• [WHAT IS REQUIRED]:
Beginning with the line that contains "of the tile", transcribe every line down to the end of the entries, exactly, and no other lines.

Dataset entries
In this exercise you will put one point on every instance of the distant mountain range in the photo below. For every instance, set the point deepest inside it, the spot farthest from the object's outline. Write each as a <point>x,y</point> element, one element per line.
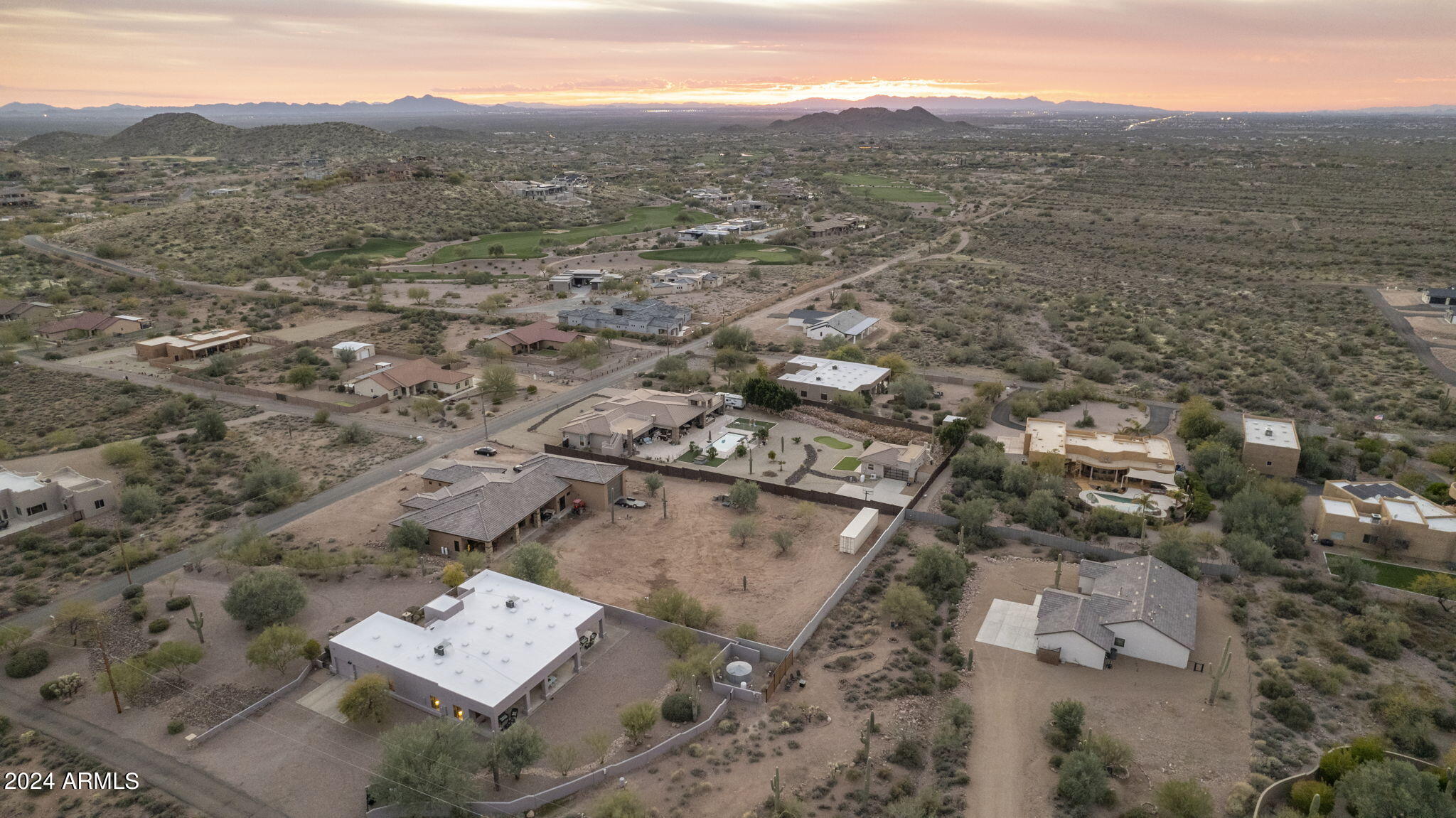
<point>190,134</point>
<point>430,105</point>
<point>865,122</point>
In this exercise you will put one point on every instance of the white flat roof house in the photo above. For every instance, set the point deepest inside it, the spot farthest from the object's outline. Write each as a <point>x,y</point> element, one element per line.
<point>822,379</point>
<point>488,654</point>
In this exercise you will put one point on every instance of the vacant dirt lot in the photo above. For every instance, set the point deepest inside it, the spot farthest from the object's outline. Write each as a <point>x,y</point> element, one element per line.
<point>1158,709</point>
<point>622,562</point>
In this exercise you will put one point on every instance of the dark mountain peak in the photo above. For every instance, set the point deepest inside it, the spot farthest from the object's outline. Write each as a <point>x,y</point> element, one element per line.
<point>861,119</point>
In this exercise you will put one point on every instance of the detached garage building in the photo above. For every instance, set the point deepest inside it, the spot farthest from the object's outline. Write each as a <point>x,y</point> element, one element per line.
<point>1138,608</point>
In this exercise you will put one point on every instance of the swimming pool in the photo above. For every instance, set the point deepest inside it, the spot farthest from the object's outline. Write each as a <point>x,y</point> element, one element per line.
<point>727,443</point>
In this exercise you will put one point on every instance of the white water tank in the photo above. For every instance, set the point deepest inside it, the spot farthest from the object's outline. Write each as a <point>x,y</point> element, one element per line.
<point>739,673</point>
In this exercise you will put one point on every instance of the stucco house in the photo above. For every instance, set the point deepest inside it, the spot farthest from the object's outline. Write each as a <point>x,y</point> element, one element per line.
<point>412,377</point>
<point>483,507</point>
<point>822,380</point>
<point>87,325</point>
<point>487,654</point>
<point>540,335</point>
<point>29,500</point>
<point>1139,608</point>
<point>1383,517</point>
<point>616,424</point>
<point>1270,446</point>
<point>889,461</point>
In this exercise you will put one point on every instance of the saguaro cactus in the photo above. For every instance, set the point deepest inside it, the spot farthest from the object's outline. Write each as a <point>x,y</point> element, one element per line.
<point>196,623</point>
<point>1222,669</point>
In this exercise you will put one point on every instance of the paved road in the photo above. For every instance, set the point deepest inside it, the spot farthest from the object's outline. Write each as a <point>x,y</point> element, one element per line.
<point>176,777</point>
<point>1408,335</point>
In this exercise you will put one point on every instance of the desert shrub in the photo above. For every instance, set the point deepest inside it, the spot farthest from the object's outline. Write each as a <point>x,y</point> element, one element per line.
<point>1292,714</point>
<point>26,662</point>
<point>1303,794</point>
<point>678,708</point>
<point>907,754</point>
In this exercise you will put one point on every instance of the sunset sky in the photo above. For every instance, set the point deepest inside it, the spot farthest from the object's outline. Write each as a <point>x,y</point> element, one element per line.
<point>1181,54</point>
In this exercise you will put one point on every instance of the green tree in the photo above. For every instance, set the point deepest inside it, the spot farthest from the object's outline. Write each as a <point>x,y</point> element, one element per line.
<point>453,576</point>
<point>638,719</point>
<point>211,427</point>
<point>1065,730</point>
<point>619,804</point>
<point>907,606</point>
<point>175,657</point>
<point>76,618</point>
<point>498,382</point>
<point>408,534</point>
<point>1439,586</point>
<point>1393,790</point>
<point>1082,779</point>
<point>140,504</point>
<point>938,572</point>
<point>304,376</point>
<point>277,647</point>
<point>744,495</point>
<point>366,701</point>
<point>427,763</point>
<point>265,597</point>
<point>1183,798</point>
<point>1199,421</point>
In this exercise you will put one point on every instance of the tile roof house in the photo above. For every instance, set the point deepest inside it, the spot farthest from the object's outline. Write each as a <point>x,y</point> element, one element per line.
<point>487,654</point>
<point>29,311</point>
<point>532,337</point>
<point>193,345</point>
<point>411,377</point>
<point>616,424</point>
<point>887,461</point>
<point>1383,517</point>
<point>481,507</point>
<point>87,325</point>
<point>1100,456</point>
<point>643,318</point>
<point>1139,608</point>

• [SOLUTION]:
In this exercise you will put one point on every instance of the tile roof house in the photo above. For every instance, set the point deepest inside it, the spot farthest from the object's outline. Write each as a <point>x,y</point> element, one element per line.
<point>487,654</point>
<point>29,311</point>
<point>532,337</point>
<point>193,345</point>
<point>411,377</point>
<point>616,424</point>
<point>887,461</point>
<point>1383,517</point>
<point>481,507</point>
<point>87,325</point>
<point>1100,456</point>
<point>643,318</point>
<point>1139,608</point>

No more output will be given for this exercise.